◆ SELECTED EXTRACT:
========

Nesmith v. Magnolia Petroleum Co., 8107.

Decision Date24 April 1935
Docket NumberNo. 8107.,8107.
Citation82 S.W.2d 721
PartiesNESMITH et al. v. MAGNOLIA PETROLEUM CO.
CourtTexas Court of Appeals

Appeal from District Court, Brown County; E. J. Miller, Judge.

Action by W. C. Nesmith and others against the Magnolia Petroleum Company. From a judgment of dismissal, plaintiffs appeal.

Affirmed.

Mark Callaway, of Brownwood, for appellants.

A. S. Hardwicke, of Dallas, and McCartney & McCartney, of Brownwood, for appellee.

McCLENDON, Chief Justice.

W. C., Olen, and J. B. Nesmith sued the Magnolia Petroleum Company for compensatory damages, the result of injuries to their persons and property, caused by the explosion of gasoline. The explosion was due to ignition of gasoline spilled on a motor tractor in the process of filling the supply tank from a drum container by means of a pump supplied by defendant. The latter's liability is predicated upon an alleged defect in the pump consisting of a missing nozzle at the end of the hose designed to fit into the opening in the supply tank. The trial court sustained two special exceptions to the petition, urging that it (1) failed to show that the injuries sued for were "the proximate legal result of the breach of any duty either contractual or as the result of negligence owing by the defendant to the plaintiffs, or either of them"; and (2) that it affirmatively showed that plaintiffs (a) assumed the risk, and (b) were contributorily negligent. Plaintiffs declined to amend, and judgment of dismissal was rendered; from which plaintiffs appealed.

The petition alleges the following:

The three plaintiffs were all interested in the operation of a grain threshing outfit consisting of a tractor and grain separator using gasoline as motor fuel. Two of the plaintiffs were owners of the outfit. Defendant was engaged in the sale and distribution of oil and gasoline. On or about June 20, 1933, defendant agreed to deliver to plaintiffs, at places designated by the latter, gasoline in 54-gallon steel drums to be used in the threshing business during the 1933 season, and (as part of the consideration for the purchase) to furnish plaintiffs with a pump in good working order, and suitable for the purpose for which it was to be used, to pump the gasoline from the iron barrels, or drums, into plaintiffs' tractor tank.

The other relevant portions of the petition read:

"It was agreed and understood at the time between the plaintiffs and defendant that the furnishing of said pump was necessary, on account of the fact that said iron barrels, or drums, weigh about 75 or 100 pounds and when full of gasoline they would weigh about 300 pounds each and are very difficult to handle, and it is impractical to get the gasoline from the barrels into a tractor tank otherwise than by means of the said pump.

========

◆ MATERIAL SUPPLIED:
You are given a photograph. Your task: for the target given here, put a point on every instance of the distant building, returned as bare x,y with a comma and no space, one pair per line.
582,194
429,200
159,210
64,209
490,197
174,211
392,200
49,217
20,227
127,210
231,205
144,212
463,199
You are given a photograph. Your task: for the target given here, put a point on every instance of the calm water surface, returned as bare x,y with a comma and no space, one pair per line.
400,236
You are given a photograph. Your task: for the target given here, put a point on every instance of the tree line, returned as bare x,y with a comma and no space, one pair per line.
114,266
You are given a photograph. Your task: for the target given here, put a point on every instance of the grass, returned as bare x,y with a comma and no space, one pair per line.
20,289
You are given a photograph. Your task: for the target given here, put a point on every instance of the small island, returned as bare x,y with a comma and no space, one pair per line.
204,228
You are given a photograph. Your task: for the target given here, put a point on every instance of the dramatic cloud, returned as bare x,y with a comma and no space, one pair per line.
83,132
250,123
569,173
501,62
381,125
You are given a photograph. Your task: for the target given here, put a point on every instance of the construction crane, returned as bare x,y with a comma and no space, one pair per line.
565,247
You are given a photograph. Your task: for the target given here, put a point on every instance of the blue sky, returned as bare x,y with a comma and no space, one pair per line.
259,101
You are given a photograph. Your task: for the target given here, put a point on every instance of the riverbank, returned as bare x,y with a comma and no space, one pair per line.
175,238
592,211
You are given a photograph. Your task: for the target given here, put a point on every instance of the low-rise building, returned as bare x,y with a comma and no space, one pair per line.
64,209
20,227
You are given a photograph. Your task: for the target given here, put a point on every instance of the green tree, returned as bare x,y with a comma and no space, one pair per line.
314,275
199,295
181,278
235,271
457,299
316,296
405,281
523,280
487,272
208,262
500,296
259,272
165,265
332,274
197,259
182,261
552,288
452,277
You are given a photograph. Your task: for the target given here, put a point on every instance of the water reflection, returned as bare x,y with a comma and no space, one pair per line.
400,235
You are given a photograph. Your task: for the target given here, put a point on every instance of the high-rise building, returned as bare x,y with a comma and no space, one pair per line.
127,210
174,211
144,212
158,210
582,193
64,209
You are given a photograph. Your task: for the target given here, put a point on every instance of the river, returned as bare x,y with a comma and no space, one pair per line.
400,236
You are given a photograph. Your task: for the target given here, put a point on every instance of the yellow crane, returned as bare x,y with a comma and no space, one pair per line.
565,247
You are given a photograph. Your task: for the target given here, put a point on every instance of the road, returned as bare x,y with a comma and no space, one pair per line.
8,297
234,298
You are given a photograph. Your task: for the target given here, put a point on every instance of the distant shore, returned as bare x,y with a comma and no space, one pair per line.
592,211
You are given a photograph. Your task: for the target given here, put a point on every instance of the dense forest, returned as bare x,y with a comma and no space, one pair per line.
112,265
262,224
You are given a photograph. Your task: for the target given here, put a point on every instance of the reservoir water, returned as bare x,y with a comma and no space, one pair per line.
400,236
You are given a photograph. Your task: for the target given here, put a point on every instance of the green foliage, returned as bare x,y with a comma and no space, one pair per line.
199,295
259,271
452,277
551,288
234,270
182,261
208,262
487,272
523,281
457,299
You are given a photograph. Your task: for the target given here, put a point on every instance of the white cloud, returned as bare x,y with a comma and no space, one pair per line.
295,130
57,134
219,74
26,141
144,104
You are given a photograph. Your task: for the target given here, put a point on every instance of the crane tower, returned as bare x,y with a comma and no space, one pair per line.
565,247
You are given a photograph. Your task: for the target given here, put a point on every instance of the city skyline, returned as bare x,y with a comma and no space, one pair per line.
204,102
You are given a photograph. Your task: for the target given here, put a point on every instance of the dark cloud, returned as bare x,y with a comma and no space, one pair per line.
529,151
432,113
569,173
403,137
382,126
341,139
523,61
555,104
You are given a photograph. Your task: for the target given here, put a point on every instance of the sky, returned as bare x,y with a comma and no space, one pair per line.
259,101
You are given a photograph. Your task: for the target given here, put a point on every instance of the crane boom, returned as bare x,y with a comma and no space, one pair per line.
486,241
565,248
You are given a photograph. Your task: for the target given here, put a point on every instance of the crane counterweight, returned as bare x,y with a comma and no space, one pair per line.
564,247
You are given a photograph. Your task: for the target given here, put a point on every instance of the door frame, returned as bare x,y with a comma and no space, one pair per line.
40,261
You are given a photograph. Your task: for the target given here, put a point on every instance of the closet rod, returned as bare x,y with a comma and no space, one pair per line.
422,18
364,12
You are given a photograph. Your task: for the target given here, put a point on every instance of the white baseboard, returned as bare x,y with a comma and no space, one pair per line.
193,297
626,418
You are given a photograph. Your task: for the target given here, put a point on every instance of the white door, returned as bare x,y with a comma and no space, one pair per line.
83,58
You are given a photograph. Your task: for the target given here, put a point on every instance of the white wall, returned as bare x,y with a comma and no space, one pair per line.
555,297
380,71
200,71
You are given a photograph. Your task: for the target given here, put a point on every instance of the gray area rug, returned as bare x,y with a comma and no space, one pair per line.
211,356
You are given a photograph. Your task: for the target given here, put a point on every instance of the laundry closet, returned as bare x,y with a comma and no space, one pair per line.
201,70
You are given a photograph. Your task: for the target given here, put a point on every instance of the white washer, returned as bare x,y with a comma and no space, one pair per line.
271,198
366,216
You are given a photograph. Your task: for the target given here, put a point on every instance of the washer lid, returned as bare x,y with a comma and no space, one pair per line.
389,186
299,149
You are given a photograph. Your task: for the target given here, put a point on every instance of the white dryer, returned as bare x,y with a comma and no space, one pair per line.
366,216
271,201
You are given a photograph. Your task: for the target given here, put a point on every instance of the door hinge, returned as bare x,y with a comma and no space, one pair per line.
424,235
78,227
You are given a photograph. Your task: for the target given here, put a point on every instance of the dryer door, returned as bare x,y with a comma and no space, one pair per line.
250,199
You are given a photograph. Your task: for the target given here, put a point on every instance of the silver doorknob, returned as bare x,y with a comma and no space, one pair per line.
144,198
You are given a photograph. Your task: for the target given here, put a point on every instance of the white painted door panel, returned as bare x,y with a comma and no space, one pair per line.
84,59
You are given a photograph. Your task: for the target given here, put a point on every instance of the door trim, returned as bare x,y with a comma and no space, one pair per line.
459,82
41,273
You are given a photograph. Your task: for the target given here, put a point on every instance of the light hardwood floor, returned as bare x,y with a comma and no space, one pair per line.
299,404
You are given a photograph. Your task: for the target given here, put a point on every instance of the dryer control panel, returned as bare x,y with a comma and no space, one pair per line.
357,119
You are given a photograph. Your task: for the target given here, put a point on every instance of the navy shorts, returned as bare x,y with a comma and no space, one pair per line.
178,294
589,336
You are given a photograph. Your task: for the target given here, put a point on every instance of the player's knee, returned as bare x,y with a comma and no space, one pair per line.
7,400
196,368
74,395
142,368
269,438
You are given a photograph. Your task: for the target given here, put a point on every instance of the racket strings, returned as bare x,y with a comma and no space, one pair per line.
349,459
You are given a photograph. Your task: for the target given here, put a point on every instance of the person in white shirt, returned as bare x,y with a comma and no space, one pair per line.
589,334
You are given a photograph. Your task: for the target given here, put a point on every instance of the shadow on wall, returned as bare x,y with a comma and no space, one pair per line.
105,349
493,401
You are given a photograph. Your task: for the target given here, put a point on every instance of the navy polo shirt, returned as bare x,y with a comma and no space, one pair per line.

========

◆ WHAT TO WORK ON: Reproduce everything in the Nesmith v. Magnolia Petroleum opinion from "Appeal from District" down to "Brownwood, for appellee.", word for word.

◆ RESULT OF THE TASK:
Appeal from District Court, Brown County; E. J. Miller, Judge.

Action by W. C. Nesmith and others against the Magnolia Petroleum Company. From a judgment of dismissal, plaintiffs appeal.

Affirmed.

Mark Callaway, of Brownwood, for appellants.

A. S. Hardwicke, of Dallas, and McCartney & McCartney, of Brownwood, for appellee.